Select, from the data, each line where "rough" occurs.

(Dataset entries)
——

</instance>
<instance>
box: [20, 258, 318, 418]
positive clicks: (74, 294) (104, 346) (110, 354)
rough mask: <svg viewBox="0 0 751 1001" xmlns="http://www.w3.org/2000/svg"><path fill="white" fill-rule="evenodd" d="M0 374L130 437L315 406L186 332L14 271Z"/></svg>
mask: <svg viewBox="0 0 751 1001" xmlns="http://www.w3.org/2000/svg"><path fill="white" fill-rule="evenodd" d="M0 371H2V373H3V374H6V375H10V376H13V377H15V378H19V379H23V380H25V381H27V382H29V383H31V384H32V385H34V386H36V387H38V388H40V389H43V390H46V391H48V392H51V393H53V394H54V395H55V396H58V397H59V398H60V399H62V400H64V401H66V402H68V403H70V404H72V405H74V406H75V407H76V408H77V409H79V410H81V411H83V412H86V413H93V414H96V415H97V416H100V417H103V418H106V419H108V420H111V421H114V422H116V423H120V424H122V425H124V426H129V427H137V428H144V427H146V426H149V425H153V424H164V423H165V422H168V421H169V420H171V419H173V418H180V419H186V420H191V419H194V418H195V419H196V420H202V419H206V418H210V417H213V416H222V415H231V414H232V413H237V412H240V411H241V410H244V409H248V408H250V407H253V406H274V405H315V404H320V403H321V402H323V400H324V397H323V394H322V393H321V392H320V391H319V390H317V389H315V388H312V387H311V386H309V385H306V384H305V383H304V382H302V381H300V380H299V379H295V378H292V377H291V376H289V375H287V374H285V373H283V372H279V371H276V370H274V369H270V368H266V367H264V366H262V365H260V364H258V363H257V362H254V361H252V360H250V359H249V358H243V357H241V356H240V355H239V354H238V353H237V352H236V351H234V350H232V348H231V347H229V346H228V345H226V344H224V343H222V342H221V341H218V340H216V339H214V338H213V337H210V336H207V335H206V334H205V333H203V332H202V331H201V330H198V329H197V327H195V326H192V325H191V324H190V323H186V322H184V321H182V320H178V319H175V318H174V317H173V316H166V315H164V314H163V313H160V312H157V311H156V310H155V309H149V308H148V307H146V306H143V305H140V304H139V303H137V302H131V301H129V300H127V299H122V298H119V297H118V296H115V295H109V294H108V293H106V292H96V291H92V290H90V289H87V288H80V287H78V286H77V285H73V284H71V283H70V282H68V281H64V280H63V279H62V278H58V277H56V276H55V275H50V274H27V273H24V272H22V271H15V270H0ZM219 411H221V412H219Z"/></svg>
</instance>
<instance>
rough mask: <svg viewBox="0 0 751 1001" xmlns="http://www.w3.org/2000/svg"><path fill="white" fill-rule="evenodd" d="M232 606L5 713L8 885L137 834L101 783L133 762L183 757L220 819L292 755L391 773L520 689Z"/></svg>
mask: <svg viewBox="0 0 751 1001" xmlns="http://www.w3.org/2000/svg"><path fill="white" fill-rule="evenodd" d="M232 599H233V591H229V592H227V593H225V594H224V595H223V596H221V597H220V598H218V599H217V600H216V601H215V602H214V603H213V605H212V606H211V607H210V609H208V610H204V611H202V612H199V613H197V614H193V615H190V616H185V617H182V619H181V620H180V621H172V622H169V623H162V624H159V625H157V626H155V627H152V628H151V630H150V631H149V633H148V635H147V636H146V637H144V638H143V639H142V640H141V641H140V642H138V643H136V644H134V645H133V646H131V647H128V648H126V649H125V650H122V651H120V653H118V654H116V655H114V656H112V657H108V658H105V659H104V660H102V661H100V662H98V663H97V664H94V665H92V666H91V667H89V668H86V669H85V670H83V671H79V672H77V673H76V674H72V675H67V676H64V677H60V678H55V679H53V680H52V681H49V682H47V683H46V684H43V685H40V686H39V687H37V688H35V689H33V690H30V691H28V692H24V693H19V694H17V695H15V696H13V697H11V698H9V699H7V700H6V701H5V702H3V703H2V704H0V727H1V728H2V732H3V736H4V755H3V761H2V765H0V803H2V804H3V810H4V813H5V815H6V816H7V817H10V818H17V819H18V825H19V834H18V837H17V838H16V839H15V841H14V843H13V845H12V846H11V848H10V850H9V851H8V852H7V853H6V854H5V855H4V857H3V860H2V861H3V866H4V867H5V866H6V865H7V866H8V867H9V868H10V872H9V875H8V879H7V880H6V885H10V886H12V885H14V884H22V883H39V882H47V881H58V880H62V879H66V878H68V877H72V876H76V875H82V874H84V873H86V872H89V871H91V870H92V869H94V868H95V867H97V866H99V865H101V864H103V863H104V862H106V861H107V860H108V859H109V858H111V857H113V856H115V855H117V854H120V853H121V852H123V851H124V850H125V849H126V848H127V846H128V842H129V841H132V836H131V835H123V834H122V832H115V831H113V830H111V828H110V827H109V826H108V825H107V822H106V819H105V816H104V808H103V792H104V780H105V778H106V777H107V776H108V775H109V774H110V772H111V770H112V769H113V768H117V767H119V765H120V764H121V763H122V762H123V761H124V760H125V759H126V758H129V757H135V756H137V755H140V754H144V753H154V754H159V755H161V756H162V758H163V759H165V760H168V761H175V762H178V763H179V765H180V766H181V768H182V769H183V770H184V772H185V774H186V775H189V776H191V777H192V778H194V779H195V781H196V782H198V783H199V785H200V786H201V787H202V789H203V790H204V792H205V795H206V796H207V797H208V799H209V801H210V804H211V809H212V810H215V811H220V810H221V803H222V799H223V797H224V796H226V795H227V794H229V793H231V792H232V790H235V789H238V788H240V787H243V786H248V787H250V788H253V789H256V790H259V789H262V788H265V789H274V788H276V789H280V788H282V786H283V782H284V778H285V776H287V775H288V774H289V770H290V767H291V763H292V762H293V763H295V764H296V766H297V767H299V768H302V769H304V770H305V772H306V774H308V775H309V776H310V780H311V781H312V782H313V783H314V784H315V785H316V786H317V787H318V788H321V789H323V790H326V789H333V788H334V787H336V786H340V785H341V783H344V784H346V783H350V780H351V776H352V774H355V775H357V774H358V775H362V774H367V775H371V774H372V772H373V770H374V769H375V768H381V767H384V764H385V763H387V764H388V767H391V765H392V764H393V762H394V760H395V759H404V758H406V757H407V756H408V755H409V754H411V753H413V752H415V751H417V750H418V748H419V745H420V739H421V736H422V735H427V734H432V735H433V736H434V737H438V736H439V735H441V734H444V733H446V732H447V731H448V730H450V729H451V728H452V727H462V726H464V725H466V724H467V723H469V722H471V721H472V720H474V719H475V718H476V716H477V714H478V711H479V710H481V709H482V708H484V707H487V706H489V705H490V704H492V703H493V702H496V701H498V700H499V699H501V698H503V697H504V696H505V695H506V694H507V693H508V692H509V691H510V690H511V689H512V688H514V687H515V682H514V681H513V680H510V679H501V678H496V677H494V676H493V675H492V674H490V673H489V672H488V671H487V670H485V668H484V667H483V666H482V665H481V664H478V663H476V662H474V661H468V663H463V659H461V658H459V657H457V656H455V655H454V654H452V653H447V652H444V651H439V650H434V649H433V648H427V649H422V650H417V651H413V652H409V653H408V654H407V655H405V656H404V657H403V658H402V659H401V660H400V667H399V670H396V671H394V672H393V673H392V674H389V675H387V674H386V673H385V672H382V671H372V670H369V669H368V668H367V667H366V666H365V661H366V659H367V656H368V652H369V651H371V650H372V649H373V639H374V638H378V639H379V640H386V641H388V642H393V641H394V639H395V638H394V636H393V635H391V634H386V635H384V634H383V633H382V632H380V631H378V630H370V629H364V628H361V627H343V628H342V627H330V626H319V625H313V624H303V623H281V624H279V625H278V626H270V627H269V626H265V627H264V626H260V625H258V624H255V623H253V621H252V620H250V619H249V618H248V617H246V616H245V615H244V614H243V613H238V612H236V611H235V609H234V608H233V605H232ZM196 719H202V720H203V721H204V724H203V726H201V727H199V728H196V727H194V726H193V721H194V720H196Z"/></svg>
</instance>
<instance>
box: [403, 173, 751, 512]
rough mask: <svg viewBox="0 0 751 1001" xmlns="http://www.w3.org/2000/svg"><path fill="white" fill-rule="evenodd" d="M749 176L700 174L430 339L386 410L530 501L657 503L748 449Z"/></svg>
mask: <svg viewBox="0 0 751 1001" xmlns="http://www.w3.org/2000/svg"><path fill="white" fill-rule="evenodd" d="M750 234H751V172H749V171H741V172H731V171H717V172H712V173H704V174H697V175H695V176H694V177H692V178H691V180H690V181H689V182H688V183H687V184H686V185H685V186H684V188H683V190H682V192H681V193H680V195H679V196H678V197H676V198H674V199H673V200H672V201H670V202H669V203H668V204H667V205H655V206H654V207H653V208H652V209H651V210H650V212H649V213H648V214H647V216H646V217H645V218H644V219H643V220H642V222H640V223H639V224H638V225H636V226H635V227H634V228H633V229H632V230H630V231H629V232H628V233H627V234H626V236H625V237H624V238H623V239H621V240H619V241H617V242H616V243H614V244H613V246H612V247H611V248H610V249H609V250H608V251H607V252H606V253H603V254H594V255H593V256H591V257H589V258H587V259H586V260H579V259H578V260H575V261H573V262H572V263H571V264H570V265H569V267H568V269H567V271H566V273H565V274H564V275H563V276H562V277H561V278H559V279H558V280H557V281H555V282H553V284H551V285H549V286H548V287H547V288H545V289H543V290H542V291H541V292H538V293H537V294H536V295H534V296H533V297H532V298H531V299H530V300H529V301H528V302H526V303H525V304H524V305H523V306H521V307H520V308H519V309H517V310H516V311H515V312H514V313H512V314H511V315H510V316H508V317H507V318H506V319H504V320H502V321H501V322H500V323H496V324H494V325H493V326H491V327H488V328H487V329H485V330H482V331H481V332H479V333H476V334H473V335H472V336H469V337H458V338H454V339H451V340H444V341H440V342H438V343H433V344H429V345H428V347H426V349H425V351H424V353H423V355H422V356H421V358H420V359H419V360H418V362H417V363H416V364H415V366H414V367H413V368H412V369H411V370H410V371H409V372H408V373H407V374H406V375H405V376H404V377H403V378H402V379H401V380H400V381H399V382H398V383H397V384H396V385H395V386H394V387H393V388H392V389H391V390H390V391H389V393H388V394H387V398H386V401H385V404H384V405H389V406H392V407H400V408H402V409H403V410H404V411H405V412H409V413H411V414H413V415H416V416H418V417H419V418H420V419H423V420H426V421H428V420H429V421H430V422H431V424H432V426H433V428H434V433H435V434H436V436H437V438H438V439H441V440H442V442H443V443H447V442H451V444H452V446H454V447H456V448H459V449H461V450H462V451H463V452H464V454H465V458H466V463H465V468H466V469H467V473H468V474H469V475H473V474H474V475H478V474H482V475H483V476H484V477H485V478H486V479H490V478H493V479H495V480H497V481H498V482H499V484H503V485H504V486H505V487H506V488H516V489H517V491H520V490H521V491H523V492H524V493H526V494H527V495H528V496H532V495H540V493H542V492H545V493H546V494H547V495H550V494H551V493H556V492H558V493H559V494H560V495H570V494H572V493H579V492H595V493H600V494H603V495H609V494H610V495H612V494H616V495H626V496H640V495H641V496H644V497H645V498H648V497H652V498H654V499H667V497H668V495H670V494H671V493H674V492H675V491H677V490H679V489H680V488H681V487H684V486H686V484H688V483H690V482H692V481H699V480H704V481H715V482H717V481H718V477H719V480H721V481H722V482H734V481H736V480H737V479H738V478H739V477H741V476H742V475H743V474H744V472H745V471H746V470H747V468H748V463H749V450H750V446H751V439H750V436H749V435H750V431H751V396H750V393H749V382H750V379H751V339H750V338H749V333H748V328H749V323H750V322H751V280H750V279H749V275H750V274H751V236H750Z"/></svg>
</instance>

——

EXERCISE RESULT
rough mask: <svg viewBox="0 0 751 1001" xmlns="http://www.w3.org/2000/svg"><path fill="white" fill-rule="evenodd" d="M0 374L130 437L315 406L186 332L14 271Z"/></svg>
rough mask: <svg viewBox="0 0 751 1001" xmlns="http://www.w3.org/2000/svg"><path fill="white" fill-rule="evenodd" d="M232 606L5 713L8 885L137 834L101 783L133 762L183 757L220 819L292 755L391 773L520 689Z"/></svg>
rough mask: <svg viewBox="0 0 751 1001" xmlns="http://www.w3.org/2000/svg"><path fill="white" fill-rule="evenodd" d="M749 176L700 174L430 339L386 410L530 501L657 503L748 449Z"/></svg>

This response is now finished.